TASK STATEMENT - Extract in full every row of the records below that contains the word "line".
─── DATASET RECORDS ───
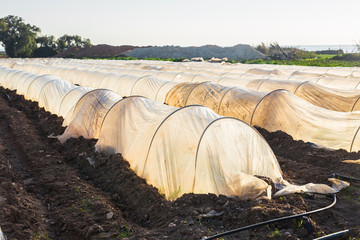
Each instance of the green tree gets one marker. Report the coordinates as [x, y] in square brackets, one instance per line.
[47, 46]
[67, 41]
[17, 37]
───
─── DATASET RECORDS ───
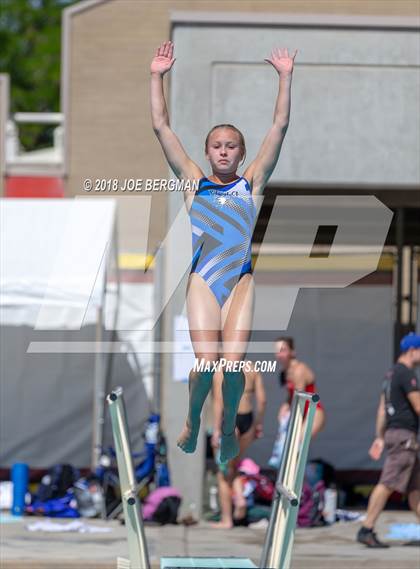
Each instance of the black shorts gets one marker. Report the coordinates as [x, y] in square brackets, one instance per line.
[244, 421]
───
─── DATASET RECORDS ───
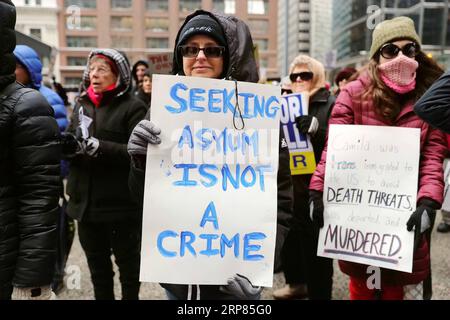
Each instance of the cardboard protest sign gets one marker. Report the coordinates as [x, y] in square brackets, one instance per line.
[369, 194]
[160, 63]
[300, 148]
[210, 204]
───
SOLUTION FOR THIS PROBLEM -
Each instance of the green tree gets one marker. Report the coordinates as [x, y] in square brackets, one instance per line.
Each instance of the black shorts gets one marker. Report the coordinates as [x, y] in square brackets, one instance per line.
Each instance of the cardboard protest sign gets one marker. Report the coordinates as [x, y] in square brackets, one instance per line.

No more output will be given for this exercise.